■ Fragmento del texto ■
Estando con mis tres primas mayores, ya que en aquella época Pepa debía ser un bebé y Gloria debía estar en el limbo dando guerra a los angelitos, se me ocurrió una magnífica idea contemplando aquel armatoste de trocos de pino, travesaños de madera y cuatro pesadas ruedas de hierro llamado carretó que mi abuelo conservaba en la era de Tagarina. La que yo creí una brillante idea consistía en subirnos encima del carretó, como si de un coche se tratara y deslizarnos por el camino en pendiente aguda que lleva hasta el río. Es lógico que no supiera con mis seis años de las leyes de la gravedad, la aceleración ni la fuerza centrípeta . Así que para mí no había peligro alguno en mi traviesa idea.

■ Datos registrados ■
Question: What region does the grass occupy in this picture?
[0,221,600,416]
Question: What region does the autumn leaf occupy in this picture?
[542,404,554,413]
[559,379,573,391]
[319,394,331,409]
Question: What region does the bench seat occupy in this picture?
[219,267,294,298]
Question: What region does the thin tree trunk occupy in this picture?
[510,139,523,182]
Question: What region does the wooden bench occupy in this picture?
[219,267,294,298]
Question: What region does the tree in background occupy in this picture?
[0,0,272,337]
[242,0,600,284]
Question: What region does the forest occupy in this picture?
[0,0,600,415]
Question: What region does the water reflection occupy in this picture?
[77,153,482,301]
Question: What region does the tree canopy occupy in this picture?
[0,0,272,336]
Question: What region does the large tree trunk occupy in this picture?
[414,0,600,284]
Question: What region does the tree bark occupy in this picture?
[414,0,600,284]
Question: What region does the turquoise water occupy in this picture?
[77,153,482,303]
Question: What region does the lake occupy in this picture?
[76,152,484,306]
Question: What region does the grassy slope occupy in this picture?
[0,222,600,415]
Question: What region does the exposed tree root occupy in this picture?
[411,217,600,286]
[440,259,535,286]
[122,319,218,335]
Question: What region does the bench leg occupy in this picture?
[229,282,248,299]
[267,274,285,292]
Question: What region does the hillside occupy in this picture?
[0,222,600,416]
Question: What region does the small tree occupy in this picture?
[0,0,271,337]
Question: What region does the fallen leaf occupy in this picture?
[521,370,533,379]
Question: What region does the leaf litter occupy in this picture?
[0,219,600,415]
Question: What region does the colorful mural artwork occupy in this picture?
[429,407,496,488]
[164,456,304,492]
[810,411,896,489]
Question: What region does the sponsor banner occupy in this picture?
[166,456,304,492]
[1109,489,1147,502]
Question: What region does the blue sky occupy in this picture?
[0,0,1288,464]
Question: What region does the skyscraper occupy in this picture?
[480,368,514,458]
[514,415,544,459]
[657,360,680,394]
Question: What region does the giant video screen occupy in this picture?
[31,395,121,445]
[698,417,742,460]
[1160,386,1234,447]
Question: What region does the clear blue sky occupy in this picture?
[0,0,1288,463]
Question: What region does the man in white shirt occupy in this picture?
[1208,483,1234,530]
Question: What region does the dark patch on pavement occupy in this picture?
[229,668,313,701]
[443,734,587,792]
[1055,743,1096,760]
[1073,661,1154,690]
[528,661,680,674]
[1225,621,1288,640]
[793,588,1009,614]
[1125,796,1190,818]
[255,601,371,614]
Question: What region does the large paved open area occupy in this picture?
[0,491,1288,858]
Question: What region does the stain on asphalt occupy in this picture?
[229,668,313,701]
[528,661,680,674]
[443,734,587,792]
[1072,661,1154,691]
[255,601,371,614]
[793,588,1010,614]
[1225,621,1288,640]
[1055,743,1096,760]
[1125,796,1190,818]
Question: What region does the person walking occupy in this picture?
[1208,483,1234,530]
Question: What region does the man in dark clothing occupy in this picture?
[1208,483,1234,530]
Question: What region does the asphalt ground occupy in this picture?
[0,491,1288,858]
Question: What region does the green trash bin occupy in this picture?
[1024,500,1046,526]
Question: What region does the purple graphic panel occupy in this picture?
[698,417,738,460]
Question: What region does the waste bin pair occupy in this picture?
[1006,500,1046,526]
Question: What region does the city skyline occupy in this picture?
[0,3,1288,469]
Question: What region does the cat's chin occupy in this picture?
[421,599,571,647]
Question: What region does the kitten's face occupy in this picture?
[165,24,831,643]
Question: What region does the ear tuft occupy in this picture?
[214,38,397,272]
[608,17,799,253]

■ Instrucciones de trabajo ■
1: Según el fragmento, ¿cuántos años tenía quien cuenta la historia cuando se le ocurrió la idea del carretó?
2: Reescribe el fragmento entre "Estando con mis" y "mi traviesa idea.", ambos incluidos, cambiando el nombre "carretó" por "carro".

■ Respuestas completas ■
1: Seis años.

2:
Estando con mis tres primas mayores, ya que en aquella época Pepa debía ser un bebé y Gloria debía estar en el limbo dando guerra a los angelitos, se me ocurrió una magnífica idea contemplando aquel armatoste de trocos de pino, travesaños de madera y cuatro pesadas ruedas de hierro llamado carro que mi abuelo conservaba en la era de Tagarina. La que yo creí una brillante idea consistía en subirnos encima del carro, como si de un coche se tratara y deslizarnos por el camino en pendiente aguda que lleva hasta el río. Es lógico que no supiera con mis seis años de las leyes de la gravedad, la aceleración ni la fuerza centrípeta . Así que para mí no había peligro alguno en mi traviesa idea.